**SHORT EXERCISE:** Swap "even-odd" for "nonzero" in the stretch from the line containing "target: <item>limousine rear wheel</item>" through the line containing "129], [13, 131]]", and return only those lines with nothing else changed.
########################################
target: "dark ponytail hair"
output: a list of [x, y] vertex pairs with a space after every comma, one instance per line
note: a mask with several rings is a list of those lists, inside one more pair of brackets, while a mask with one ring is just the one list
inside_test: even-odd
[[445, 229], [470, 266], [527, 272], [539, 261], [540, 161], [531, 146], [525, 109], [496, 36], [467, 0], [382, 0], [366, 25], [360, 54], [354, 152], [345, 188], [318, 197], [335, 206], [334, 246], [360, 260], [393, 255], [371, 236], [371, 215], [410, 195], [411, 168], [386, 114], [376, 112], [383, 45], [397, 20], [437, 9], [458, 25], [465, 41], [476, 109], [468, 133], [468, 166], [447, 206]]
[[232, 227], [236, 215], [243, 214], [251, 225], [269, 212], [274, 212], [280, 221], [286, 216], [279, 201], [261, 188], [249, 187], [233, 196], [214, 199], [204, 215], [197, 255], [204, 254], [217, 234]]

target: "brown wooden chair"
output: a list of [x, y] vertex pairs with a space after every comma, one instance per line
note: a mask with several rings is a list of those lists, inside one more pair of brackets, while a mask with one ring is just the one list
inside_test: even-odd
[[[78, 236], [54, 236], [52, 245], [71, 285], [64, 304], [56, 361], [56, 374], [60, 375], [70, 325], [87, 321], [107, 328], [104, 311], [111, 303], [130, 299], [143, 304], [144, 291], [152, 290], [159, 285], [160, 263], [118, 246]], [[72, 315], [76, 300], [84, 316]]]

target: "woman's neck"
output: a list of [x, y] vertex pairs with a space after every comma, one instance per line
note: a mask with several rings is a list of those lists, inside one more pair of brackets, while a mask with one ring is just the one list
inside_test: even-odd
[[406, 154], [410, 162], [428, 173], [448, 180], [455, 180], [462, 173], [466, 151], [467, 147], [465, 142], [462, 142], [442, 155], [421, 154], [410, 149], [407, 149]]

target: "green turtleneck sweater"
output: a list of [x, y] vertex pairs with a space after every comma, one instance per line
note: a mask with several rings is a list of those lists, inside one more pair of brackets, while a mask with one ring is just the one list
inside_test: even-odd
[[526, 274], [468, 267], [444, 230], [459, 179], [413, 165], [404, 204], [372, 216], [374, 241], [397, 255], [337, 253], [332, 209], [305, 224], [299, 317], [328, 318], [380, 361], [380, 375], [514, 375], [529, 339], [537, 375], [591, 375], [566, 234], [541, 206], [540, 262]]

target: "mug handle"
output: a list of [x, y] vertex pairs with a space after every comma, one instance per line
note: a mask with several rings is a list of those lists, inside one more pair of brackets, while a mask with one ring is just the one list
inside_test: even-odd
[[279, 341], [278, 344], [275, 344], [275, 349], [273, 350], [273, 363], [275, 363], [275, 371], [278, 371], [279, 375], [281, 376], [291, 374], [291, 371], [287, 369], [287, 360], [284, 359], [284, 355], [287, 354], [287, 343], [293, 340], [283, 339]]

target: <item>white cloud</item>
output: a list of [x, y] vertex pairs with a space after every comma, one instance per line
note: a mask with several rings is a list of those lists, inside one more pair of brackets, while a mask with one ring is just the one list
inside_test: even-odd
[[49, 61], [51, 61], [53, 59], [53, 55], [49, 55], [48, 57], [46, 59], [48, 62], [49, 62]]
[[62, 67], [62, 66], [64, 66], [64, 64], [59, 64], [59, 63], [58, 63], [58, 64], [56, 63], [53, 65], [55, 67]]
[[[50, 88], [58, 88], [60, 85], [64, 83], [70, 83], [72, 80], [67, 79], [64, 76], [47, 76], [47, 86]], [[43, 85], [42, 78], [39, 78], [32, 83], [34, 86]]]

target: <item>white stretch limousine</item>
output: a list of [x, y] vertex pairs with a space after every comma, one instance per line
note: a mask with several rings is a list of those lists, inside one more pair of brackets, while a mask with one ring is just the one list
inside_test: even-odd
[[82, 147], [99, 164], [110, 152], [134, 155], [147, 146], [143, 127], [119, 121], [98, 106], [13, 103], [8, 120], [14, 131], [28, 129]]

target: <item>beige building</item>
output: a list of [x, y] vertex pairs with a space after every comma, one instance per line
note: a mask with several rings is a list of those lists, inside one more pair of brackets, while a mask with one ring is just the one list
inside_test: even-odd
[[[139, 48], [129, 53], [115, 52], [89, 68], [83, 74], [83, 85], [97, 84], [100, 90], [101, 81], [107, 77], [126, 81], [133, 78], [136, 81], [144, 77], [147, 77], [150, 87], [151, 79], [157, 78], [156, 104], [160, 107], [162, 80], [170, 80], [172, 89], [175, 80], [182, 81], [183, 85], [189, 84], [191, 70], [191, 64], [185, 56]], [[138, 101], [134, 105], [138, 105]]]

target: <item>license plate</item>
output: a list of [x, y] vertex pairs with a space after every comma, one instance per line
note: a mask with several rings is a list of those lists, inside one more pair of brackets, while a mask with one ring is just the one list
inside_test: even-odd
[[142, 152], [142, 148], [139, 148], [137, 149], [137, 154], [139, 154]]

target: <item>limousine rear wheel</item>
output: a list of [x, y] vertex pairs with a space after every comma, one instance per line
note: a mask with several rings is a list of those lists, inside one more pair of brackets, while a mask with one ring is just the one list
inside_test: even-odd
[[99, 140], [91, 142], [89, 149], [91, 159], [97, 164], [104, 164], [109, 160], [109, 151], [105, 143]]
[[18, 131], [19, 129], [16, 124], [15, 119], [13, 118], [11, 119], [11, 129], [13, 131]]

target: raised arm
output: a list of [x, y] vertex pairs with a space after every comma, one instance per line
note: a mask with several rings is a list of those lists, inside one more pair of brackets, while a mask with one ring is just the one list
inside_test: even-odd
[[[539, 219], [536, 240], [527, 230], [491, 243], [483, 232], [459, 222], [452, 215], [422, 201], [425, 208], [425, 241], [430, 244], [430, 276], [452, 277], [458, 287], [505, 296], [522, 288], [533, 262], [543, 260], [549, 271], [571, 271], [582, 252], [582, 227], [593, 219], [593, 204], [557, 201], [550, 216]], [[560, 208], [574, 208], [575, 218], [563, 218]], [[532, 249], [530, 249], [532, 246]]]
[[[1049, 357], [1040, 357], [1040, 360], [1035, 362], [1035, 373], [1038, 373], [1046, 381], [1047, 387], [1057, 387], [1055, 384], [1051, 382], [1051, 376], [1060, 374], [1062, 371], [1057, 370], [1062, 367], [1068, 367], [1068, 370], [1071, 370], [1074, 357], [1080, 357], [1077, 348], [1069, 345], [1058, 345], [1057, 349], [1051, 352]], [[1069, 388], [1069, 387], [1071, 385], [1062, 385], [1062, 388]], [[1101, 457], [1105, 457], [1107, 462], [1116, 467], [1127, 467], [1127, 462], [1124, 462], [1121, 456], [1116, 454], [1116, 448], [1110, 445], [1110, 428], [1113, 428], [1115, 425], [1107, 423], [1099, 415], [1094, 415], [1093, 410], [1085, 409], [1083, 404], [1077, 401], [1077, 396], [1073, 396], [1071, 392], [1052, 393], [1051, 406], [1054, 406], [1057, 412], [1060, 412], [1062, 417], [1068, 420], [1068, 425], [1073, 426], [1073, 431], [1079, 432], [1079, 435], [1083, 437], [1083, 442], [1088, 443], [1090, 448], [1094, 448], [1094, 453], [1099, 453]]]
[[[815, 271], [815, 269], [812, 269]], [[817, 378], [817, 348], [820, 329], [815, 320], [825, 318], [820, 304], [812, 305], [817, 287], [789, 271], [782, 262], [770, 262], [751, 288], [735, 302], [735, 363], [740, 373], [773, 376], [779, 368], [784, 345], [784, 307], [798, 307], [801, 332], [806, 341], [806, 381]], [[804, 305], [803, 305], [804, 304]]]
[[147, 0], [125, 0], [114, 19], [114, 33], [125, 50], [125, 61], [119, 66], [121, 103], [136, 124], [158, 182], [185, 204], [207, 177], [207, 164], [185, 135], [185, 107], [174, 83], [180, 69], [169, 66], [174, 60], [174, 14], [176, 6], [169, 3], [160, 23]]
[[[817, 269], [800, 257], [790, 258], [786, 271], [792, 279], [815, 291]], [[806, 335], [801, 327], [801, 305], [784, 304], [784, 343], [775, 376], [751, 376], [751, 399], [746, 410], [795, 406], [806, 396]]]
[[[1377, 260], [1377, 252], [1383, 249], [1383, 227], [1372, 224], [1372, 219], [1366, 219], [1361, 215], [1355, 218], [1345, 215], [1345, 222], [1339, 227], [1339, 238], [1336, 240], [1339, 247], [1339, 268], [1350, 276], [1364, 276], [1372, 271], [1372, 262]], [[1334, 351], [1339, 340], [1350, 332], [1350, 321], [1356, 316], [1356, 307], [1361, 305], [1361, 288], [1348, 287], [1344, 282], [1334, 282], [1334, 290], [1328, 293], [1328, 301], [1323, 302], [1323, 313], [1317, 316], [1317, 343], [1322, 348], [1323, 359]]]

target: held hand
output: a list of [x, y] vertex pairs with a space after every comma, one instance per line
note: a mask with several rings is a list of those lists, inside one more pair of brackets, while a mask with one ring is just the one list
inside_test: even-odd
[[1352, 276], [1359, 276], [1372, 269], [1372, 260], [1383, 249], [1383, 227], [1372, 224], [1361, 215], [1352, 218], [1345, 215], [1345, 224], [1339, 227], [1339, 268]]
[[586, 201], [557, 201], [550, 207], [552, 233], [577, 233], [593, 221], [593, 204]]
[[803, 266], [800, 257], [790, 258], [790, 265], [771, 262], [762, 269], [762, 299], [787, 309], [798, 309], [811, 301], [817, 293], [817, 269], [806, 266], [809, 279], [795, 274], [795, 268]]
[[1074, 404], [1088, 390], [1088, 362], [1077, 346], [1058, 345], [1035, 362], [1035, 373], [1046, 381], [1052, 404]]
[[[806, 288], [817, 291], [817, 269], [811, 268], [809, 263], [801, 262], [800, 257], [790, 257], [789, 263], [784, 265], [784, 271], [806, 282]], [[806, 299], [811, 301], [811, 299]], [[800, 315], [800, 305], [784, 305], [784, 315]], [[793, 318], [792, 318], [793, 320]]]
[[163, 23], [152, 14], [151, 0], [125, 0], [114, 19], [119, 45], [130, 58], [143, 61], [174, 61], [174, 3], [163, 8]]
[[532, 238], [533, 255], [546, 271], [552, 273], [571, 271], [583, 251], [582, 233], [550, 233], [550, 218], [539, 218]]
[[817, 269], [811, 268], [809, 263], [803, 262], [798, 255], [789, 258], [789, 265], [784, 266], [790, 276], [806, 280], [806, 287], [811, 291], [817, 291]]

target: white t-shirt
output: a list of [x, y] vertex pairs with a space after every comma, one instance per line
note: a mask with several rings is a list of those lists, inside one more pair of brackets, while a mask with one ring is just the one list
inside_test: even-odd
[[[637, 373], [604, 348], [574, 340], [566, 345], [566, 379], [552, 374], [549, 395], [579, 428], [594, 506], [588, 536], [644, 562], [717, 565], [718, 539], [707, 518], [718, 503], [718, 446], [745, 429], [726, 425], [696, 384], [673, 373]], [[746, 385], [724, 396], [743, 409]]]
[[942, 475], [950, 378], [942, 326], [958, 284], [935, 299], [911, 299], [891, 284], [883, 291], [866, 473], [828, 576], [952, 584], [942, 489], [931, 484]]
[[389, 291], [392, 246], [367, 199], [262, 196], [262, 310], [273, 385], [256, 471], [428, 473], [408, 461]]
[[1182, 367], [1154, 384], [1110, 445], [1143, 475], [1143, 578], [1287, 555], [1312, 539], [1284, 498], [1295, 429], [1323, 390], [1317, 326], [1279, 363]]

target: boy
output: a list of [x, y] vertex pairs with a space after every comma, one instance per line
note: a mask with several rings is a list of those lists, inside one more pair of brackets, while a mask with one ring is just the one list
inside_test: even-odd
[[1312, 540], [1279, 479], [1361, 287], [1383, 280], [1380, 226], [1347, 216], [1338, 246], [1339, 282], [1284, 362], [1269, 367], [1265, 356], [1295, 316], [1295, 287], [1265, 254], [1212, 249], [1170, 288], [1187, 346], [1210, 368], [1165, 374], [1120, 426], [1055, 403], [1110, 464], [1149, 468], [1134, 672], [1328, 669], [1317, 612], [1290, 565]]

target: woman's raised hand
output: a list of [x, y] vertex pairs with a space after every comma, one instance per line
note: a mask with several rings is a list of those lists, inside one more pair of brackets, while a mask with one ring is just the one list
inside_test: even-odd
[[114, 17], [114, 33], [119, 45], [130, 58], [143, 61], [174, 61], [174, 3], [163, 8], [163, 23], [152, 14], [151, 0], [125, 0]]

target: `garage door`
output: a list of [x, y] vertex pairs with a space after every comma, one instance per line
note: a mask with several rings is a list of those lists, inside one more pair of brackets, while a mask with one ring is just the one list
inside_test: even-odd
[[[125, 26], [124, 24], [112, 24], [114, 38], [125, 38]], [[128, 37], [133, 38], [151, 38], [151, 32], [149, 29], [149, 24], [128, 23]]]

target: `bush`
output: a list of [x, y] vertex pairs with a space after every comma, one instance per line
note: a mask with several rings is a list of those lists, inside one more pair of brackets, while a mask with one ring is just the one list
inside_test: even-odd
########################################
**FINAL ANSWER:**
target: <item>limousine rear wheel</item>
output: a list of [x, y] vertex pairs with a space after every comma, one instance per line
note: a mask with several rings is a list of those lists, inside one more pair of brackets, while a mask with one ring is just the one list
inside_test: nonzero
[[99, 140], [91, 142], [89, 149], [91, 159], [97, 164], [104, 164], [109, 160], [109, 151], [105, 143]]
[[18, 131], [19, 129], [16, 124], [15, 119], [13, 118], [11, 119], [11, 129], [13, 131]]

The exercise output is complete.